§ Görevler
1 - Bahçeli'nin konuşmasını aktaran haberdeki büyük harfli kısaltmaların hepsini, metinde ilk geçtikleri sırayla yazın.
2 - Bahçeli'nin konuşmasını aktaran haberi son ara başlığın ardından sürdürerek bir sonraki bölümü yazın.

§ Verilen metin
MHP Genel Başkanı Devlet Bahçeli, partisinin grup toplantısında yaptığı konuşmasına, Nevruz Bayramı’nı kutlayarak başladı.
Nevruzun, asırlar boyunca Türk coğrafyalarında birlik, dirlik, barış ve huzuru sembolize eden müstesna bir günün adı olduğunu ifade eden Bahçeli, “Yalnızca bir mevsim döngüsü olarak yorumlamanın yetersiz kalacağı Nevruz Bayramı, aynı zamanda bolluk ve bereketin, dostluk ve kardeşliğin, kaynaşma ve kucaklaşmanın da timsalidir.” değerlendirmesinde bulundu.
Nevruzu şer ve şiddet dolu amaçlarına malzeme yapmaya teşebbüs edenlerin zulme sözcülük, zillete gözcülük yapan odaklar olduğunu belirten Bahçeli, “PKK’nın ikmal deposu ve ileri kulesi olan HDP’nin hafta sonu düzenlediği sözde nevruz kutlamaları bu yılda ağır tahriklere sahne olmuştur.” diye konuştu.
Bir CHP’linin “terörist Demirtaş’a ‘barış insanı’ demesinin, önümüzdeki günlerde TBMM’de olacağını söylemesinin, bulanık ve buhran içinde kalmış bir zihnin hezeyanı” olduğunu söyleyen Bahçeli, “Bir teröriste ‘barış insanı’ demek, evvela barışa ihanettir. Teröristin yeri TBMM değil, demir parmaklıkların arkasıdır. Kavga ve kutuplaşma meraklıları her zaman kaybedecektir.” görüşünü dile getirdi.
“O köprüden siz de geçeceksiniz”

§ Veri seti içeriği
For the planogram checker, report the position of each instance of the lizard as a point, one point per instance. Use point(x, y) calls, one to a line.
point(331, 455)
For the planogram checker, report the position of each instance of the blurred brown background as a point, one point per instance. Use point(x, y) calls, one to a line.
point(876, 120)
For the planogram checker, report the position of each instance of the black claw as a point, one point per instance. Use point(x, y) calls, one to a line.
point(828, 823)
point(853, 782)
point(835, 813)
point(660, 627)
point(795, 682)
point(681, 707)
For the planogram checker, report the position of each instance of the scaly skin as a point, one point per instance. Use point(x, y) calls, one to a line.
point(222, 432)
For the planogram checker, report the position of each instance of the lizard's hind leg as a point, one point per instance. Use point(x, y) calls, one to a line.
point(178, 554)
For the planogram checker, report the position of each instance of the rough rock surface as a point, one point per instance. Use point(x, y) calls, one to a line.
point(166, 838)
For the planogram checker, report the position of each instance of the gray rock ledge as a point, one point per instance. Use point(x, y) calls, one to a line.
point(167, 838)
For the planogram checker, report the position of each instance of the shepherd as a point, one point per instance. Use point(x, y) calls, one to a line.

==

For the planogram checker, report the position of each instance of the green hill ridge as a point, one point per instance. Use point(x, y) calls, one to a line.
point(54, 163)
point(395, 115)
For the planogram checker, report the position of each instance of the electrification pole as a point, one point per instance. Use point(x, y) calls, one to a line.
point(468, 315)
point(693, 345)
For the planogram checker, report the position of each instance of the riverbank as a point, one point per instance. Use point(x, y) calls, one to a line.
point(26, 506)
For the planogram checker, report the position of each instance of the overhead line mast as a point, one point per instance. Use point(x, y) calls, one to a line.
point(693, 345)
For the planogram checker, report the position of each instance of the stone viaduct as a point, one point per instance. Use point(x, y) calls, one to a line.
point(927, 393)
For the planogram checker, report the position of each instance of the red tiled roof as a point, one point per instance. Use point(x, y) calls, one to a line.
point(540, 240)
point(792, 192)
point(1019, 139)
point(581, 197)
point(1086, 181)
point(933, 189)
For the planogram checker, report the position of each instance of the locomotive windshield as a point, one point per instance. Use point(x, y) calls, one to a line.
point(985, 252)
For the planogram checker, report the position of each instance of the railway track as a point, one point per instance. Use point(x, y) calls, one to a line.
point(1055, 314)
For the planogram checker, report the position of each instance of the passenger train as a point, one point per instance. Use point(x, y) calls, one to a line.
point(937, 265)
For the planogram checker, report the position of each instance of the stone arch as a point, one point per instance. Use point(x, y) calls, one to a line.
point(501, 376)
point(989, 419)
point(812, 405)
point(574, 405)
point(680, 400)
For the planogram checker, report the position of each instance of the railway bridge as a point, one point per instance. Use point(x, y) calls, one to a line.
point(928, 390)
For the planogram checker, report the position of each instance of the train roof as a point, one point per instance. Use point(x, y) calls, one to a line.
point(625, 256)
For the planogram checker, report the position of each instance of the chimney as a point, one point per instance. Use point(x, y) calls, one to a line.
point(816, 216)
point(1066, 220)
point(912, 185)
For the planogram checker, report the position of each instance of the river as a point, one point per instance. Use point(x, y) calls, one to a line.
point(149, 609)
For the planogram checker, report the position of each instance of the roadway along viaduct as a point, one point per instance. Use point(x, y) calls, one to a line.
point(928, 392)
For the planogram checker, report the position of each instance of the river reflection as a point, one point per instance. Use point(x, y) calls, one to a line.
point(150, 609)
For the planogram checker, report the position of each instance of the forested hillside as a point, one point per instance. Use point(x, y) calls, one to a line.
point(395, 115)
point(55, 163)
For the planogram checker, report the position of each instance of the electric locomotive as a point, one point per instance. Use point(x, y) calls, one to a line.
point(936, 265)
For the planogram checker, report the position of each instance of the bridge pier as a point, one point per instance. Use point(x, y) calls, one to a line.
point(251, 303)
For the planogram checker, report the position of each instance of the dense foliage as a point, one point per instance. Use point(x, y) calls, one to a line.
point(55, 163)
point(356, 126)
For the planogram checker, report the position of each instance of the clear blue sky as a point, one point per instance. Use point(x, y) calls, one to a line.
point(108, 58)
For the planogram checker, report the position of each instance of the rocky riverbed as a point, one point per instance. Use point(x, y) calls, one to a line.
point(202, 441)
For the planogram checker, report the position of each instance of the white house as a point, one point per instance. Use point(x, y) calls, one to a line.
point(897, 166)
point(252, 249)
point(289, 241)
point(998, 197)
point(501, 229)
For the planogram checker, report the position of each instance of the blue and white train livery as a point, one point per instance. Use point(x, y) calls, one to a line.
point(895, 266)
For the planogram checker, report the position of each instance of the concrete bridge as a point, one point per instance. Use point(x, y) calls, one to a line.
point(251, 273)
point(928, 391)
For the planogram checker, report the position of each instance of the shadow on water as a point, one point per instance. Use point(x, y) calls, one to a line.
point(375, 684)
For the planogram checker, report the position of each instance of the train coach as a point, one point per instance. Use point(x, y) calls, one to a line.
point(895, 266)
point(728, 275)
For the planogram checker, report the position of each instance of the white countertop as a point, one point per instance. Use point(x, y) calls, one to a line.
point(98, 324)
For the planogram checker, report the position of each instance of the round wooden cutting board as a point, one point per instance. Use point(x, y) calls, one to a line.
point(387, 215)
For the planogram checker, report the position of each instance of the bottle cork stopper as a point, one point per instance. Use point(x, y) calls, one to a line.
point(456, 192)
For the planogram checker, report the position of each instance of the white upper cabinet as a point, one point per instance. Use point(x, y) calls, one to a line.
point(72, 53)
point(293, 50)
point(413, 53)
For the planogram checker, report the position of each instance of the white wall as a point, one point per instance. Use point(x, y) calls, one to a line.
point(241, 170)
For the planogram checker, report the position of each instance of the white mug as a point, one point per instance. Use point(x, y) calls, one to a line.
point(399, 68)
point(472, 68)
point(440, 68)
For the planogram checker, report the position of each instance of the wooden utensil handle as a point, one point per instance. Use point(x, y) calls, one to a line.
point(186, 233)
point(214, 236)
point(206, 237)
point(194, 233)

§ Alıştırma yanıtları
1 - MHP, PKK, HDP, CHP, TBMM

2 -
Çanakkale destanının dilden dile anlatılıp, nesilden nesile aktarılarak bir ibret, bir iffet, bir iftihar, bir itibar vesikası halinde tarihe mal olduğunu vurgulayan Devlet Bahçeli, “Zaferimizin 107. yıl dönümünü karalamak maksadıyla, ‘Atatürk’süz Çanakkale’ diyenlere sesleniyorum; Anafartalar Komutanı Yarbay Mustafa Kemal, en az diğer kahramanlarımız gibi Çanakkale’nin her yerindedir, her zerresindedir, her köşesindedir ve bizim de şeref payemizdir.” dedi.
“Hiçbir kemiksiz, hiçbir densiz, Aziz Atatürk ve Çanakkale üzerinden yeni bir kutuplaşma sayfası açmaya yeltenmemelidir.” ifadesini kullanan Bahçeli, bu yolun kapalı olduğunu ve sonunun uçuruma açıldığını söyledi.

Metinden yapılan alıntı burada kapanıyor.